Problem A >> Reproduce everything in the commentary on the mutability of human affairs from "11 He hath made" down to "which is past.".
Problem B >> Rewrite the records from the line containing "of the license" down to the end of the records, changing "keypoint" to "marker" and leaving everything else the same. Leave out the pictures.

Fuente: John Gill’s Exposition of the Entire Bible

Mutability of Human Affairs.


      11 He hath made every thing beautiful in his time: also he hath set the world in their heart, so that no man can find out the work that God maketh from the beginning to the end.   12 I know that there is no good in them, but for a man to rejoice, and to do good in his life.   13 And also that every man should eat and drink, and enjoy the good of all his labour, it is the gift of God.   14 I know that, whatsoever God doeth, it shall be for ever: nothing can be put to it, nor any thing taken from it: and God doeth it, that men should fear before him.   15 That which hath been is now; and that which is to be hath already been; and God requireth that which is past.

      We have seen what changes there are in the world, and must not expect to find the world more sure to us than it has been to others. Now here Solomon shows the hand of God in all those changes; it is he that has made every creature to be that to us which it is, and therefore we must have our eye always upon him.

      I. We must make the best of that which is, and must believe it best for the present, and accommodate ourselves to it: He has made every thing beautiful in his time (v. 11), and therefore, while its time lasts, we must be reconciled to it: nay, we must please ourselves with the beauty of it. Note, 1. Every thing is as God has made it; it is really as he appointed it to be, not as it appears to us. 2. That which to us seems most unpleasant is yet, in its proper time, altogether becoming. Cold is as becoming in winter as heat in summer; and the night, in its turn, is a black beauty, as the day, in its turn, is a bright one. 3. There is a wonderful harmony in the divine Providence and all its disposals, so that the events of it, when they come to be considered in their relations and tendencies, together with the seasons of them, will appear very beautiful, to the glory of God and the comfort of those that trust in him. Though we see not the complete beauty of Providence, yet we shall see it, and a glorious sight it will be, when the mystery of God shall be finished. Then every thing shall appear to have been done in the most proper time and it will be the wonder of eternity, Deu 32:4; Eze 1:18.

Material shown >>
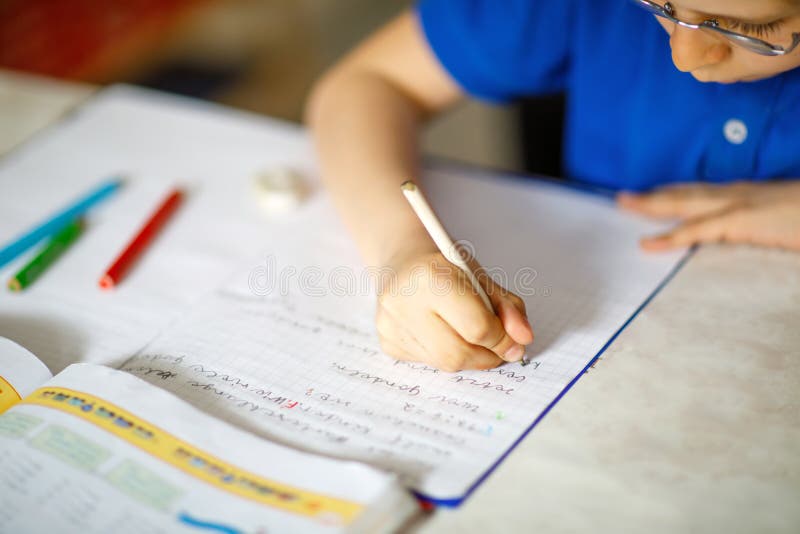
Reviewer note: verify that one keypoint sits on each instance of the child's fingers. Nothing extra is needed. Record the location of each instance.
(720, 227)
(512, 313)
(477, 325)
(396, 340)
(684, 202)
(451, 351)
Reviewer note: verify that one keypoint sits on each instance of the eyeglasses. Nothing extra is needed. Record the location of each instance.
(750, 43)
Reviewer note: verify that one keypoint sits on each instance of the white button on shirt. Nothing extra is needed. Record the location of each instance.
(735, 131)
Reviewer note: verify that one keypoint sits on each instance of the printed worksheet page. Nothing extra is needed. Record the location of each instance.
(96, 450)
(287, 347)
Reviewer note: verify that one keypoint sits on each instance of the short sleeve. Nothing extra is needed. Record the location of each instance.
(498, 50)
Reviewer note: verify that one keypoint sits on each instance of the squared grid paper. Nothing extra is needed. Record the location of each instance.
(267, 363)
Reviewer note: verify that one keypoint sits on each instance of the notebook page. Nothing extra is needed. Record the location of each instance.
(97, 450)
(158, 141)
(287, 349)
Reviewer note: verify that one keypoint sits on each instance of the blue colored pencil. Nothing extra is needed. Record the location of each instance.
(57, 222)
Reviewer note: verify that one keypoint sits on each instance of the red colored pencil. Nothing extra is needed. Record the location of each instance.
(137, 245)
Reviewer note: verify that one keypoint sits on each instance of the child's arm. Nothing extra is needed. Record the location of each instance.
(365, 115)
(765, 214)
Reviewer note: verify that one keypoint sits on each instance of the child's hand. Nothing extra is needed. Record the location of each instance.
(766, 214)
(429, 312)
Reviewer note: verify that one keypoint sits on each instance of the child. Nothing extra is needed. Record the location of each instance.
(725, 107)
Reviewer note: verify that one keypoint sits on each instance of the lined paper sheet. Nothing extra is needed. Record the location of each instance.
(158, 141)
(293, 356)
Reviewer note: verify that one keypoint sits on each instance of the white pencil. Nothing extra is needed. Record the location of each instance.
(443, 242)
(439, 235)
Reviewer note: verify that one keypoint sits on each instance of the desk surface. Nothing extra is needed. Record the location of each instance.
(689, 422)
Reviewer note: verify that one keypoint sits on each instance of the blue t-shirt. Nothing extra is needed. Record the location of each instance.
(633, 120)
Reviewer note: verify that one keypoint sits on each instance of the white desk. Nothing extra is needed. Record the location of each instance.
(690, 421)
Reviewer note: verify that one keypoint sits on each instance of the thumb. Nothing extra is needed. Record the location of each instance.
(514, 319)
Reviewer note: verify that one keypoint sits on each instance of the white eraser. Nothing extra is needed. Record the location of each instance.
(279, 190)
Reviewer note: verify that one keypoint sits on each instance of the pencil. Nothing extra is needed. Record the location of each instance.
(443, 242)
(439, 235)
(58, 221)
(49, 254)
(139, 243)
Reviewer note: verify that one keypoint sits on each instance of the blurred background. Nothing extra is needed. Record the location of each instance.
(258, 55)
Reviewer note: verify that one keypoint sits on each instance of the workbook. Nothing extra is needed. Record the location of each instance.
(265, 322)
(98, 450)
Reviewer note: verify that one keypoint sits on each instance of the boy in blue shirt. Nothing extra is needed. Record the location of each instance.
(700, 107)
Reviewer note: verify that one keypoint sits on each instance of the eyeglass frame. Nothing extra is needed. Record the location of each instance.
(753, 44)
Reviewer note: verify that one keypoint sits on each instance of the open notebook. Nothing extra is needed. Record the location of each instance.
(267, 323)
(97, 450)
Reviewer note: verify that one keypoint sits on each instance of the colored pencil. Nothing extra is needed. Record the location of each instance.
(49, 254)
(58, 221)
(137, 245)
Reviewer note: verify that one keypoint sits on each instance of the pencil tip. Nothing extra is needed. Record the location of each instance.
(106, 282)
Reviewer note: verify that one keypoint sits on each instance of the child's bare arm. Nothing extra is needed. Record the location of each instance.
(365, 114)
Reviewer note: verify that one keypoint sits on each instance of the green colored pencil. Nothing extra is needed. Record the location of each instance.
(49, 254)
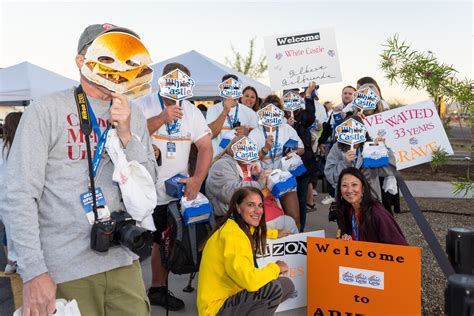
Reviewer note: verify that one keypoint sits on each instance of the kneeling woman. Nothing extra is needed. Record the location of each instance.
(360, 216)
(229, 280)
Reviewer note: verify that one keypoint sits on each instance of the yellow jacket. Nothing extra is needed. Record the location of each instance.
(227, 267)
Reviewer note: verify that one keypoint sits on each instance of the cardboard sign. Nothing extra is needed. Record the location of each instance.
(365, 99)
(270, 116)
(351, 132)
(363, 278)
(245, 150)
(296, 59)
(292, 250)
(292, 101)
(230, 88)
(412, 132)
(176, 85)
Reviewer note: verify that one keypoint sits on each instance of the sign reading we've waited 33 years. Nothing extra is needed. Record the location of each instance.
(296, 59)
(412, 132)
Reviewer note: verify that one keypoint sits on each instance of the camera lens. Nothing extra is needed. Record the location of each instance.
(134, 237)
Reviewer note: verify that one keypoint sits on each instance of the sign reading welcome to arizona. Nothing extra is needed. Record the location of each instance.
(297, 58)
(292, 250)
(412, 132)
(362, 278)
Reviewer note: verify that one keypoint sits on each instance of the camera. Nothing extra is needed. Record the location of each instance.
(119, 229)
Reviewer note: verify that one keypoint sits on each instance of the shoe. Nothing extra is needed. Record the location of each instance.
(10, 268)
(159, 298)
(328, 200)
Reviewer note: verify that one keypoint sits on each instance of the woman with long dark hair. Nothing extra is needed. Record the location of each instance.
(229, 270)
(360, 216)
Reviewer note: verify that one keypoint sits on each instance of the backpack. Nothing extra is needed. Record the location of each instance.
(180, 244)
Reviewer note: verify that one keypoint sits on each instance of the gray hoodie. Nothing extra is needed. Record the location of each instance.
(225, 177)
(47, 171)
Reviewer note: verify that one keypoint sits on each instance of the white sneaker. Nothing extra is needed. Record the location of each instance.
(10, 268)
(328, 200)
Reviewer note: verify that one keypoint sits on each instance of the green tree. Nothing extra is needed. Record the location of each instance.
(248, 64)
(424, 71)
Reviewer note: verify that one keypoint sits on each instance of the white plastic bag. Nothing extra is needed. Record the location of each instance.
(135, 182)
(63, 308)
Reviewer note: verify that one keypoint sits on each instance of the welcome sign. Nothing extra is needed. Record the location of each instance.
(291, 249)
(176, 85)
(351, 132)
(295, 59)
(245, 150)
(292, 101)
(412, 132)
(230, 88)
(270, 116)
(363, 278)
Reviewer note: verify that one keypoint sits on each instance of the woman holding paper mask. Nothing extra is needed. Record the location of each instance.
(342, 156)
(228, 175)
(270, 142)
(230, 280)
(360, 216)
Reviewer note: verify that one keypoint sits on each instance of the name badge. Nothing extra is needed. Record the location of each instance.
(170, 150)
(102, 209)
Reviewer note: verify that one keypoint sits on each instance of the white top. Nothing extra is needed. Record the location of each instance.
(246, 116)
(350, 107)
(191, 128)
(285, 132)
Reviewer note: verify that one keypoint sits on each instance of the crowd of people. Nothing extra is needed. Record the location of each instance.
(49, 235)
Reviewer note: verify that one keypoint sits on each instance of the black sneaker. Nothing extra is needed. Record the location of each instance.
(160, 298)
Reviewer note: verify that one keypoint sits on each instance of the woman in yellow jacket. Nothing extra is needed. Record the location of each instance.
(230, 282)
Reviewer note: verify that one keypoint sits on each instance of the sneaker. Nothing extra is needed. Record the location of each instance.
(10, 268)
(328, 200)
(160, 297)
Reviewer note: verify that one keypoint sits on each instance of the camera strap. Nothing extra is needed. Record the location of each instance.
(86, 128)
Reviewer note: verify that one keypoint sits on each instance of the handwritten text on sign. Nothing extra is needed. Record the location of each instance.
(292, 250)
(296, 59)
(411, 131)
(362, 278)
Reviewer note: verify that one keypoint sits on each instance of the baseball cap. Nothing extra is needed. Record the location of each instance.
(93, 31)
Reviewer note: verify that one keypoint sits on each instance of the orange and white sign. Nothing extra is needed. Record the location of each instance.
(362, 278)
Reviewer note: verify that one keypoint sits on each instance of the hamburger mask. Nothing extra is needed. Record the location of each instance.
(119, 62)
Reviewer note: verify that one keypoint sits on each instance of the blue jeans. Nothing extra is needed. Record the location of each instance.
(302, 191)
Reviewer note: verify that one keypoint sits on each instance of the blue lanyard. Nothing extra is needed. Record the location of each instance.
(102, 139)
(236, 116)
(170, 127)
(355, 226)
(271, 152)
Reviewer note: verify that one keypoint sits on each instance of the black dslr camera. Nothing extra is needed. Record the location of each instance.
(119, 229)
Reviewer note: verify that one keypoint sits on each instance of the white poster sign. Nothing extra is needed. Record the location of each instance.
(411, 131)
(296, 59)
(292, 250)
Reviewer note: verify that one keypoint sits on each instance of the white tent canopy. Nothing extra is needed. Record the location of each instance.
(26, 81)
(207, 74)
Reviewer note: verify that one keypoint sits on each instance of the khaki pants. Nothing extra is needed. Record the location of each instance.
(117, 292)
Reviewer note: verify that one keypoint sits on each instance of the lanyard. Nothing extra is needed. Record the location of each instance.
(355, 226)
(170, 127)
(236, 116)
(102, 139)
(271, 152)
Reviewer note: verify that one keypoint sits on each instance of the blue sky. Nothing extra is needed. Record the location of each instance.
(46, 33)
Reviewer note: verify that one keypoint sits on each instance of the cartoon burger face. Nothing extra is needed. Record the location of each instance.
(119, 62)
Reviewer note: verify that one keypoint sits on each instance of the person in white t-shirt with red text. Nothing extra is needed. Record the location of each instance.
(228, 119)
(173, 128)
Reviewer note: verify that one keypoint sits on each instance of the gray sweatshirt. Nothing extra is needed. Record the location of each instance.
(225, 177)
(47, 171)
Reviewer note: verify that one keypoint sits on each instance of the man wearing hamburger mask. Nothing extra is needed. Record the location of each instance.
(49, 228)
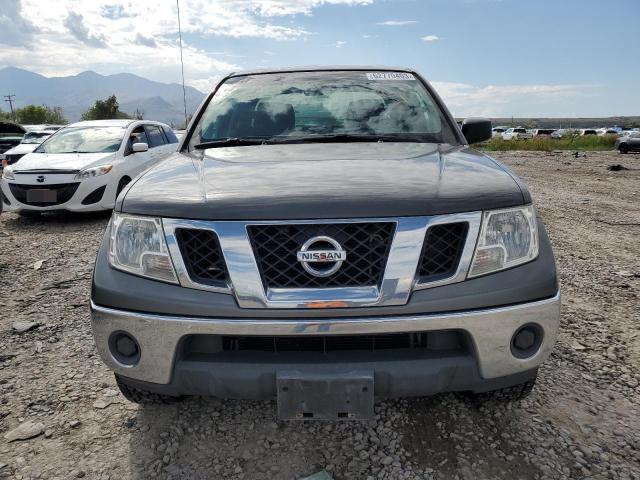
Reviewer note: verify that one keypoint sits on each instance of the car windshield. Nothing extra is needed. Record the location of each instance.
(35, 137)
(84, 140)
(315, 106)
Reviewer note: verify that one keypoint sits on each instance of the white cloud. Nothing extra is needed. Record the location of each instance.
(397, 23)
(141, 37)
(517, 100)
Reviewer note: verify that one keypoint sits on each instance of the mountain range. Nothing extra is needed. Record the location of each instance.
(76, 93)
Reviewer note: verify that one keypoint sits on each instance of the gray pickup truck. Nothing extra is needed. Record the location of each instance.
(325, 237)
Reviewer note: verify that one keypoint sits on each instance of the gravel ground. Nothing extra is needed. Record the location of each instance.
(581, 421)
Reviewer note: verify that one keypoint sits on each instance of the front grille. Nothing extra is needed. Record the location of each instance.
(202, 256)
(443, 246)
(95, 196)
(367, 246)
(64, 193)
(13, 158)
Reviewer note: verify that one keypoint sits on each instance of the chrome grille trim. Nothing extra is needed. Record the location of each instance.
(400, 274)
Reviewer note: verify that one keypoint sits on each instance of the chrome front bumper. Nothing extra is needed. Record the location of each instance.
(490, 331)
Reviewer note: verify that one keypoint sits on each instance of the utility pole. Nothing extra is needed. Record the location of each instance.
(9, 98)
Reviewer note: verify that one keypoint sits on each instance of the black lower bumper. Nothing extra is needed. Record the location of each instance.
(406, 377)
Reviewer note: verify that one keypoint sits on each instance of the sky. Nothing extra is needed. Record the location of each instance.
(496, 58)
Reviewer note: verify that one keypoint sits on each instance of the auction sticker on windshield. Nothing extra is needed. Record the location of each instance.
(390, 76)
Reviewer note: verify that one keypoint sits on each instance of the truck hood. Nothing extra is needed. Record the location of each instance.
(341, 180)
(22, 149)
(61, 161)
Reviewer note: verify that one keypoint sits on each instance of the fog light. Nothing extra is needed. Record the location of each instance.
(526, 341)
(124, 348)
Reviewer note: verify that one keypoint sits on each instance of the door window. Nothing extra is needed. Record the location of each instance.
(156, 138)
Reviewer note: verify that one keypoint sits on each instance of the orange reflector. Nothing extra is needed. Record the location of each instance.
(333, 304)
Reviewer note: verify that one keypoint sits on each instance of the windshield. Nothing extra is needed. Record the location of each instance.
(313, 105)
(34, 137)
(84, 140)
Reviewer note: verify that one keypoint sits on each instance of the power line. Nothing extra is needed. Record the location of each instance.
(184, 90)
(9, 98)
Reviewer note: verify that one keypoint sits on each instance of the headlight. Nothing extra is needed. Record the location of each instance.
(7, 173)
(137, 246)
(94, 172)
(507, 238)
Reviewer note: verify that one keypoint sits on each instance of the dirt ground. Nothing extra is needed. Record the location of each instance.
(581, 421)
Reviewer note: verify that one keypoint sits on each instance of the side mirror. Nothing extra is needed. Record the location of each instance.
(476, 129)
(139, 147)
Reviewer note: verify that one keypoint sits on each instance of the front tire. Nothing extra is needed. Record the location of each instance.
(143, 397)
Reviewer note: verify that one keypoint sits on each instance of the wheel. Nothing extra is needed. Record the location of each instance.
(124, 181)
(29, 214)
(143, 397)
(514, 393)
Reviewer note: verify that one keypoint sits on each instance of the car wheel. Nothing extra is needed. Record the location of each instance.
(124, 181)
(143, 397)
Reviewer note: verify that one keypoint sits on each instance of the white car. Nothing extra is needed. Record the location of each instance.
(516, 132)
(498, 130)
(28, 144)
(83, 167)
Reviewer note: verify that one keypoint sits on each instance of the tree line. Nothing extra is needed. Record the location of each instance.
(37, 114)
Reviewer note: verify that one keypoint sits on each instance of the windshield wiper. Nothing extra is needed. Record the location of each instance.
(356, 137)
(231, 142)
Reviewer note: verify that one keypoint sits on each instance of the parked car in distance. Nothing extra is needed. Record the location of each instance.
(607, 131)
(628, 143)
(29, 143)
(10, 135)
(542, 132)
(325, 237)
(84, 166)
(499, 130)
(516, 132)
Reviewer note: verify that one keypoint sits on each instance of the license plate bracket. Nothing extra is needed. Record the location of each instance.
(42, 195)
(311, 396)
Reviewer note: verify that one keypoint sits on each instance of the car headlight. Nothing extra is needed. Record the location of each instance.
(508, 237)
(137, 245)
(7, 173)
(93, 172)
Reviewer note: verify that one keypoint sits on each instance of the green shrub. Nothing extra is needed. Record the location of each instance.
(575, 142)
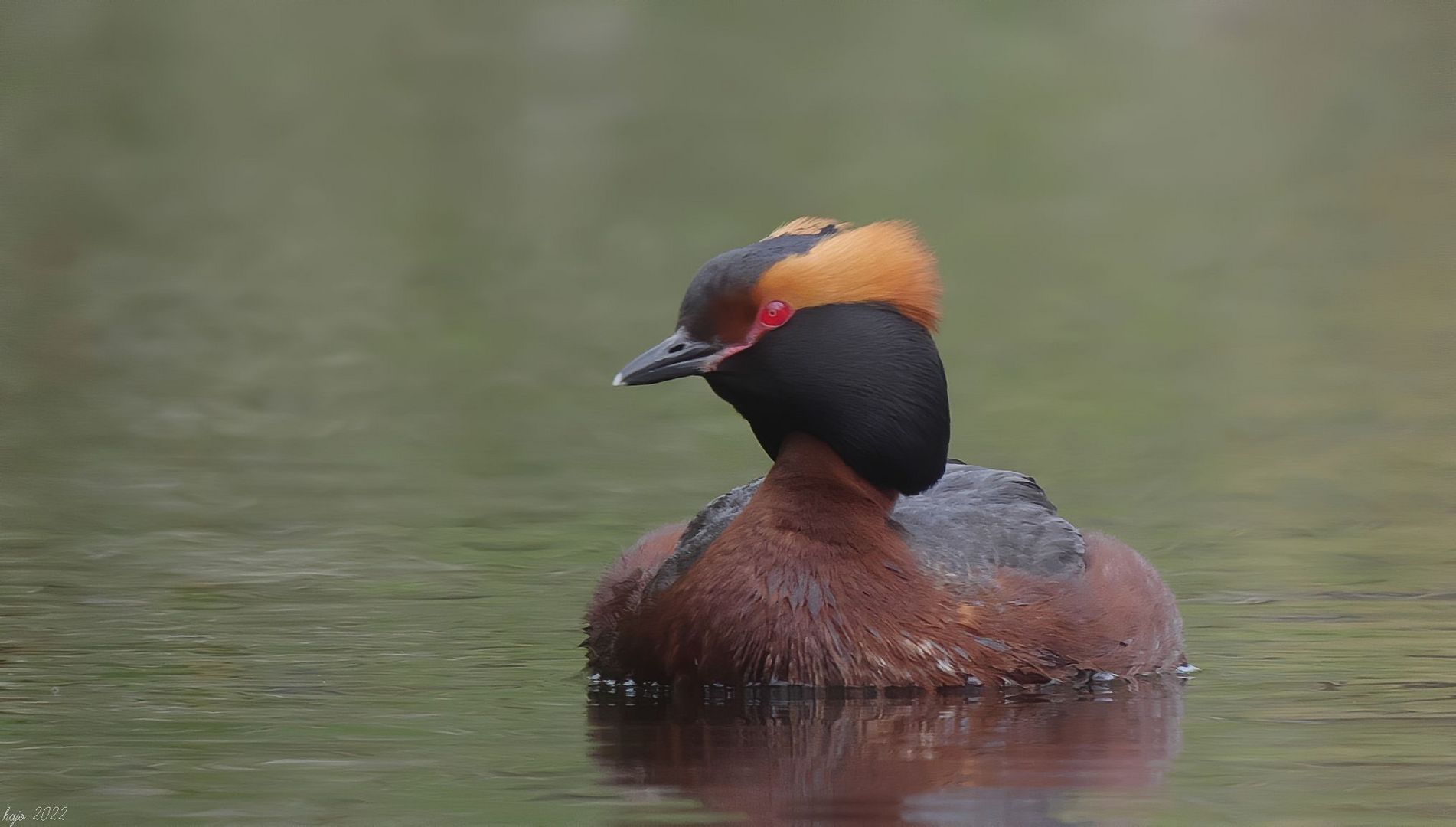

Task solution A >>
11 He hath made every thing beautiful in his time: also he hath set the world in their heart, so that no man can find out the work that God maketh from the beginning to the end.   12 I know that there is no good in them, but for a man to rejoice, and to do good in his life.   13 And also that every man should eat and drink, and enjoy the good of all his labour, it is the gift of God.   14 I know that, whatsoever God doeth, it shall be for ever: nothing can be put to it, nor any thing taken from it: and God doeth it, that men should fear before him.   15 That which hath been is now; and that which is to be hath already been; and God requireth that which is past.

Task solution B >>
Reviewer note: verify that one marker sits on each instance of the license plate bracket. Nothing extra is needed. Record the location of each instance.
(42, 195)
(311, 396)
Reviewer note: verify that one marker sits on each instance of the car headlight. Nothing extra is needed. Record the location of each instance.
(508, 237)
(137, 245)
(7, 173)
(93, 172)
Reviewer note: verify that one marker sits on each instance of the green shrub. Nothing extra is needed. Record the location of each instance.
(575, 142)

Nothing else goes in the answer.